STATED EXERCISE | Copy the material below line for line, without changing anything. Leave the pictures out of your copy.

[Dataset entries]
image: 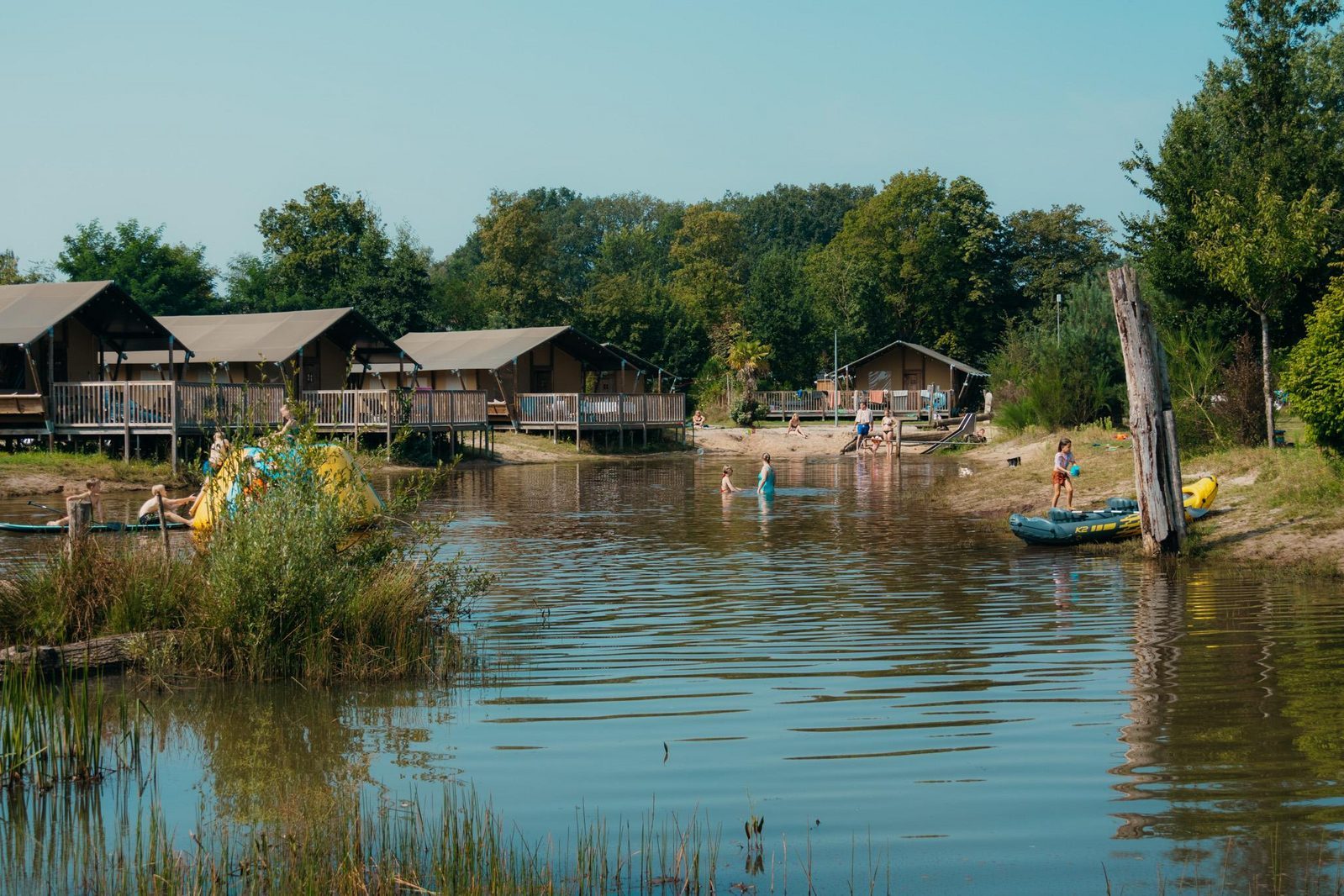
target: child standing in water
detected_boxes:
[1050,440,1074,510]
[756,454,774,496]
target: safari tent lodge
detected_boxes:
[364,326,685,443]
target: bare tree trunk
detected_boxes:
[1109,267,1185,556]
[1259,312,1274,447]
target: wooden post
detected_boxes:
[1108,266,1185,556]
[66,501,92,546]
[155,494,168,560]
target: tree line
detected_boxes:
[0,180,1113,388]
[8,0,1344,445]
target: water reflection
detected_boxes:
[3,456,1344,892]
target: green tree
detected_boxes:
[1004,204,1117,305]
[1191,175,1337,447]
[256,184,391,310]
[1283,279,1344,453]
[1122,0,1344,336]
[742,247,830,388]
[668,203,746,352]
[0,249,45,286]
[56,218,219,314]
[476,191,572,326]
[808,171,1015,357]
[729,336,770,399]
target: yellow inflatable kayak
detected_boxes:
[191,445,383,532]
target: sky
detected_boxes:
[0,0,1227,277]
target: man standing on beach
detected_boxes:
[853,402,872,450]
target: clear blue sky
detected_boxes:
[0,0,1227,275]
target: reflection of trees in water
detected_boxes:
[152,683,447,824]
[1111,566,1344,892]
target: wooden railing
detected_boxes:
[51,382,487,431]
[758,389,951,418]
[518,393,685,427]
[177,382,285,430]
[51,382,173,429]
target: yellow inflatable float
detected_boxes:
[191,443,383,532]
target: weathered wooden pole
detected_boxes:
[1108,266,1185,556]
[157,494,168,560]
[66,501,92,550]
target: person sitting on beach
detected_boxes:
[135,485,196,525]
[882,408,897,454]
[1050,440,1074,510]
[47,478,103,525]
[853,402,872,447]
[276,400,296,436]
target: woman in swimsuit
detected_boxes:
[756,454,774,497]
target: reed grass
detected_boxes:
[0,449,488,681]
[0,667,144,791]
[0,788,736,896]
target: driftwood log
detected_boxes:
[1108,266,1185,556]
[0,630,182,672]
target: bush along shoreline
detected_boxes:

SOLVED PROBLEM |
image: 
target: child standing in water
detected_boxes:
[1050,440,1074,510]
[756,454,774,496]
target: safari tent lodge
detected_boxes:
[364,326,685,443]
target: bare tree trunk
detected_boxes:
[1109,267,1185,556]
[1259,312,1274,447]
target: wooden post
detected_boxes:
[1108,266,1185,556]
[66,501,92,546]
[155,494,168,560]
target: tree line
detected_boxes:
[0,180,1113,388]
[8,0,1344,445]
target: water reflection
detected_boxes:
[3,456,1344,892]
target: green tree
detected_boxes:
[1004,204,1117,305]
[1191,175,1337,447]
[256,184,391,310]
[1283,279,1344,453]
[1122,0,1344,336]
[742,247,830,388]
[668,203,746,352]
[0,249,45,286]
[56,218,219,314]
[476,191,572,326]
[808,171,1015,357]
[729,336,770,399]
target: yellow inflatable kayak
detected_boxes:
[191,445,383,532]
target: sky
detected_boxes:
[0,0,1227,277]
target: man standing on beach
detected_boxes:
[853,402,872,450]
target: clear blue sky
detected_boxes:
[0,0,1227,275]
target: reflection of trees in water
detected_boxes:
[152,683,447,824]
[1111,566,1344,892]
target: wooden railing
detected_boxes:
[51,382,487,431]
[758,389,951,418]
[518,393,685,427]
[177,382,285,430]
[51,382,173,429]
target: yellow inflatable float
detected_boxes:
[191,443,383,532]
target: weathered wooden pole
detected_boxes:
[1108,266,1185,556]
[157,494,168,560]
[66,501,92,550]
target: person sitting on beach
detected_boxes:
[135,485,196,525]
[882,408,897,454]
[1050,440,1074,510]
[47,478,103,525]
[853,402,872,447]
[276,400,296,436]
target: woman in swimsuit
detected_boxes:
[756,454,774,497]
target: reed grass
detected_boxes:
[0,449,488,681]
[0,667,144,791]
[0,788,736,896]
target: driftwood log
detected_boxes:
[1108,266,1185,556]
[0,630,182,672]
target: bush along shoreline
detected_boxes:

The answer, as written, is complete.